Countdown Interviews- General V. P. Malik: 3

Chrestomather | June 28, 2013 in Uncategorized | Comments (0)

 

[I interviewed General Ved Prakash Malik in New Delhi in August 1998, a few months after India conducted nuclear tests at Pokhran. Gen. Malik, who was born in Dera Ismail Khan, in what is now Pakistan, was the 19th Chief of Army Staff of the Indian Army. The room I interviewed him in had also been used by the Commanders-in-Chief of the pre-Independence Indian Army. The board in the picture below includes the names of Gen. Horatio Herbert Kitchener, Gen. Claude Auchinleck and Gen. Sir George Stewart White, who commanded a sepoy brigade in the Third Anglo-Burmese War, which led to the deposition of King Thebaw, the last king of Burma (as described in The Glass Palace.)  It was odd to see this name there, because I was then still working on the book: it was a reminder of the continuities and ruptures of India's military history,  which was actually one of the central themes of the novel.]

 

AG.     What sort of strategy can help prevent the many wars that are going on in Central Asia—Tajikistan and Afghanistan for example – from spilling over?

Gen. V.P. Malik.  It’s true that the soldier’s job has become more difficult, given the whole spectrum from Low Intensity Conflicts right up to nuclear threats. And in between comes conventional war – and  instability around your country is always a cause of concern.

Gen V.P. Malik

Gen V.P. Malik

And today what is happening in Afghanistan is not merely a concern for India, but for many neighbouring countries too. So we have to take those into account in our future strategies.

● SUPPLIED INFORMATION:
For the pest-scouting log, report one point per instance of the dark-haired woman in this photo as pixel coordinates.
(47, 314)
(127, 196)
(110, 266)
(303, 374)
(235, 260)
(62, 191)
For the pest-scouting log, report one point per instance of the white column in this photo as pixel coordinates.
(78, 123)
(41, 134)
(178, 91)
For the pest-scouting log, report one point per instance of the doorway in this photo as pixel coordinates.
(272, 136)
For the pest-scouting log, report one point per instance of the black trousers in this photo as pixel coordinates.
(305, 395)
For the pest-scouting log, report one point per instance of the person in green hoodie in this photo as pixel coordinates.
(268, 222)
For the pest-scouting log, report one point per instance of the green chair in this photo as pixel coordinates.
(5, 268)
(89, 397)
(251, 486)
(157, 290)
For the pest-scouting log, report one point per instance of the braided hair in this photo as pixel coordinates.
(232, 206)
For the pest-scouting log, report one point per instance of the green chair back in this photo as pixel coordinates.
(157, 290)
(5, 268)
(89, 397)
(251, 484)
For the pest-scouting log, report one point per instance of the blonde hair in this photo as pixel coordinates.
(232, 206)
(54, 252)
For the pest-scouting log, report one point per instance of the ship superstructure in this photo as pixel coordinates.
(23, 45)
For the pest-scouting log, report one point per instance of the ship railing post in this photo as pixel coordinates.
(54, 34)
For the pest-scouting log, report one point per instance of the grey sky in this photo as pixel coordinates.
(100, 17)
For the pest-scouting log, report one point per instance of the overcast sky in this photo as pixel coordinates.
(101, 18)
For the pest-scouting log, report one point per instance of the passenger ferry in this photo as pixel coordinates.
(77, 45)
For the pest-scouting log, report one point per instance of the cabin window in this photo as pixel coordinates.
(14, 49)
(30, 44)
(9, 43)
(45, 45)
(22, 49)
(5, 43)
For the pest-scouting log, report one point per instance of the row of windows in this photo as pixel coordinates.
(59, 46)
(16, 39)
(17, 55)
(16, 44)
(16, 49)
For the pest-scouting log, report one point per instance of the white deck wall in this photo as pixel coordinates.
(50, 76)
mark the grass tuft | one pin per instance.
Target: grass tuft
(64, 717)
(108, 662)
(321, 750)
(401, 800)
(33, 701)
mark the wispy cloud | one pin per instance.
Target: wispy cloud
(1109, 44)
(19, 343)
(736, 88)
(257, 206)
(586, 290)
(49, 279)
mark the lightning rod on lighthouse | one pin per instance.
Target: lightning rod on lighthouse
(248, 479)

● TASK DESCRIPTION: Write out, word for word, the stretch of the General Malik interview from "AG.     What sort" through "cause of concern.".

● TASK RESULT:
AG.     What sort of strategy can help prevent the many wars that are going on in Central Asia—Tajikistan and Afghanistan for example – from spilling over?

Gen. V.P. Malik.  It’s true that the soldier’s job has become more difficult, given the whole spectrum from Low Intensity Conflicts right up to nuclear threats. And in between comes conventional war – and  instability around your country is always a cause of concern.